Interview Paru le 12 septembre 2025
Manuel Sirven-Villaros, directeur de Nova 14

La Ligne 14 Nancy-Contrexéville bien relancée

La relance de la ligne ferroviaire Nancy-Mirecourt-Vittel-Contrexéville entre dans une phase clé. La Région Grand Est, Nova 14 l’exploitant, lancent la phase de recrutement préalable aux formations et aux emplois à pourvoir sur le territoire. Dans une interview aux Affiches d’Alsace et de Lorraine, Manuel Sirven-Villaros, directeur de Nova 14, nous détaille ce programme.

Manuel Sirven-Villaros, directeur général de Nova 14, la société de projet qui exploite la Ligne 14 entre Nancy et Contrexéville.

- Les Affiches d’Alsace et de Lorraine : Pouvez-vous nous présenter Nova 14 ?

- Manuel Sirven-Villaros : « Nova 14 est une société de projet créée spécifiquement et uniquement pour mener à bien le contrat de concession qui nous a été confié par la Région Grand Est, sur ce projet de concession ferroviaire de la ligne Nancy-Contrexéville. La Région avait lancé un appel d’offres en concession auquel on a répondu en groupement, selon les modalités de la construction de cette ligne : à la fois une partie conception-construction pour la réhabilitation de la ligne, une partie exploitation-maintenance, sur la circulation des trains et la maintenance de l’infrastructure et du matériel roulant. On s’est associé à NGE et Transdev pour monter ce groupement dans lequel on a aussi embarqué la Caisse des dépôts et consignations via la Banque des territoires qui est par ailleurs actionnaire de Transdev. C’est un partenaire intéressant car il y avait une partie financement à réaliser, et la Banque des territoires est un acteur financier très ancré dans les territoires. Lorsque nous avons remporté cet appel d’offres et le contrat de concession, nous avons créé une société, Nova 14 dont la répartition de l’actionnariat est : 50% pour NGE Constructions, 30% Caisse des dépôts, 20% Transdev. Nova 14 est titulaire de ce contrat de concession. »

### Lignes fournies

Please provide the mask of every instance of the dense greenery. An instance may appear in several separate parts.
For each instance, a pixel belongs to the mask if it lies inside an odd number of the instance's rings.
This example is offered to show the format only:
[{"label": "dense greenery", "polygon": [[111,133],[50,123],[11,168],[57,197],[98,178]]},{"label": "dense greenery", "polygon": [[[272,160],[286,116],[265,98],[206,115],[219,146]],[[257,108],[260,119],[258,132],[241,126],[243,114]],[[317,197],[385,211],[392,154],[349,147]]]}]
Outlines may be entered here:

### Exercices
A: Recopiez à l'identique toutes les lignes fournies, de la première à la dernière.
B: Rédigez la suite de l'interview sur la relance de la ligne Nancy-Contrexéville, à partir de sa dernière phrase.

### Corrigé
A:
Please provide the mask of every instance of the dense greenery. An instance may appear in several separate parts.
For each instance, a pixel belongs to the mask if it lies inside an odd number of the instance's rings.
This example is offered to show the format only:
[{"label": "dense greenery", "polygon": [[111,133],[50,123],[11,168],[57,197],[98,178]]},{"label": "dense greenery", "polygon": [[[272,160],[286,116],[265,98],[206,115],[219,146]],[[257,108],[260,119],[258,132],[241,126],[243,114]],[[317,197],[385,211],[392,154],[349,147]]]}]
Outlines may be entered here:

B:
« Le concessionnaire Nova 14 va exploiter la ligne jusqu’en 2046 »

- Sa mission est de gérer la réhabilitation de cette ligne ?

- M.S-V. : « Tout à fait. Le contrat est d’une durée de 22 ans, depuis juillet 2024 et jusqu’à fin 2046. On distingue deux grandes périodes : la première phase qui court depuis juillet 2024 jusqu’à fin 2027, concerne la conception-construction de la réhabilitation de la ligne. On la réhabilite en termes de travaux, on la remet aux normes et on mène toutes les procédures administratives nécessaires pour obte­nir toutes les autorisations indispensables à la réouverture de cette ligne. Les entités SNCF n’étant plus là, c’est à nous de refaire toutes ces démarches. Nova 14 est désormais maître d’ouvrage et porte l’ensemble de ces procédures administratives et environnementales. Pour la partie travaux, Nova 14 confie à un groupement composé des filiales de NGE, toute la partie travaux. À partir de fin 2027, on entre dans la partie exploitation. Au cours de cette période qui va durer 18 ans, de 2027 à fin 2046, Nova 14 est gestionnaire de l’infrastructure. Elle réalise les opérations de l’attribution des sillons, de définition des tarifs avec la Région Grand Est. Des tâches qui étaient historiquement réalisées par SNCF Réseau. Sur cette ligne, puisque la Région a fait le choix de déléguer complètement, c’est Nova 14 qui détient ce rôle. »

« Avec la marque Fluo Grand Est »

- Vous allez définir le cadencement des trains ?

- M.S-V. : « Exactement. De la même manière qu’on confie à NGE la production du chantier, en phase d’exploitation, on a une filiale de Transdev à laquelle Nova 14 va confier la circulation des trains et la maintenance. »

- C’est quel type de train, des TER ?

- M.S-V. : « TER, c’est un terme SNCF, on évite de l’employer. Ce sera sous la marque Fluo Grand Est, car c’est la Région Grand Est qui est l’acteur principal, qui va fixer les tarifs. Nous nous intégrons dans la politique de mobilité de la Région. Ces trains circulent déjà sous la typologie TER. Ces trains sont propriétés de la Région et mis à notre disposition dans le cadre du contrat. Il s’agit de 8 rames. En cours de concession, entre 2035 et 2040, la Région doit renouveler l’ensemble du parc de matériel roulant. »

- La ligne 14 avait été arrêtée depuis quand ?

- M.S-V. : « Depuis 2016 sur une partie seulement. La ligne va de Nancy à Contrexéville, et entre Pont-Saint-Vincent et Vittel, la circulation est arrêtée depuis 2016. L’infrastructure a été construite à la fin du XIXe siècle. Elle est vétuste, malgré quelques renouvellements en cours de route. Inutilisée pendant presque 10 ans, il faut tout refaire : le rail, le ballast, les traverses. Les ouvrages d’art sont également en très mauvais état. Sur la partie où il n’y a plus eu de circulation, on renouvelle complètement toutes les composantes de la voie. »

« Un investissement de 150 millions d’euros »

- Et pour ce qui est du financement ?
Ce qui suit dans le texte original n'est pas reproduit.